↓
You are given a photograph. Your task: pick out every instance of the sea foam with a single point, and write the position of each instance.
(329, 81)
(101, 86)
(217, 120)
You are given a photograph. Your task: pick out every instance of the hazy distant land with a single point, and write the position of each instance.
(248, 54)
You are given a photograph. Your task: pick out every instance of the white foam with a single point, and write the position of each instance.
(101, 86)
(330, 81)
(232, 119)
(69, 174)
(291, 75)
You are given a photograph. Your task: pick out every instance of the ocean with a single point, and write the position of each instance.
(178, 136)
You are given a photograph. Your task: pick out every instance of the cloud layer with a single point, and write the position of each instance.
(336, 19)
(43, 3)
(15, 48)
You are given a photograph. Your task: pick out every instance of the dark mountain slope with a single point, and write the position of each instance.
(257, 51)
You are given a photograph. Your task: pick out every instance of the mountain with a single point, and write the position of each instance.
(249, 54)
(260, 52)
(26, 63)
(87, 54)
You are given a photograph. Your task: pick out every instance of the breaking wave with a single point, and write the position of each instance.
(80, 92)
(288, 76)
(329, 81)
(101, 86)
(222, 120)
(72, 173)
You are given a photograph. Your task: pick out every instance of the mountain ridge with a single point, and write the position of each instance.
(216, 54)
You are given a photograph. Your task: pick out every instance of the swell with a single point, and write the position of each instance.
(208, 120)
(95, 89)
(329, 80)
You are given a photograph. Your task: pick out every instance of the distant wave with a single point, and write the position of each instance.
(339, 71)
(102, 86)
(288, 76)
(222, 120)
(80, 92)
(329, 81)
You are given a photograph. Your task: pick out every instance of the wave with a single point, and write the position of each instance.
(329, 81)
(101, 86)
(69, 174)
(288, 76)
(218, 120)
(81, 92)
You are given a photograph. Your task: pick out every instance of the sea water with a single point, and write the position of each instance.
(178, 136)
↑
### Given task:
Give exactly the lines from the one with "of the distant" to the end of the entries, nothing before them.

### Problem solution:
You are given a photograph. Your task: pick out every instance of the distant wave with a single point, and write the position of each instance.
(339, 71)
(102, 86)
(288, 76)
(222, 120)
(80, 92)
(329, 81)
You are given a photograph. Your task: pick out every instance of the wave with a single point, and write the position of each instance.
(329, 81)
(101, 86)
(69, 174)
(288, 76)
(218, 120)
(81, 92)
You are given a photograph. Your task: pick out every instance of the sea water with a single point, and write the position of each instance.
(178, 136)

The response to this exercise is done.